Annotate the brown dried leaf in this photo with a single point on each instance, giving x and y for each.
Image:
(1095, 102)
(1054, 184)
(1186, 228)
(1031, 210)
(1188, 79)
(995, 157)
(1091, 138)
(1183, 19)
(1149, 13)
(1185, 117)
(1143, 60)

▶ What is expected
Reproduce every line of the listing above, requests included, scaling each x and y coordinate in the answers by 1.75 and rounding to the nearest whole number, with halves rounded up.

▶ Answer below
Annotate the brown dried leaf in this photo with a single point on each instance, giving x and y for each.
Image:
(1916, 179)
(1845, 322)
(2076, 399)
(1804, 368)
(2079, 138)
(1741, 275)
(1909, 242)
(2070, 33)
(2011, 23)
(2074, 205)
(2000, 105)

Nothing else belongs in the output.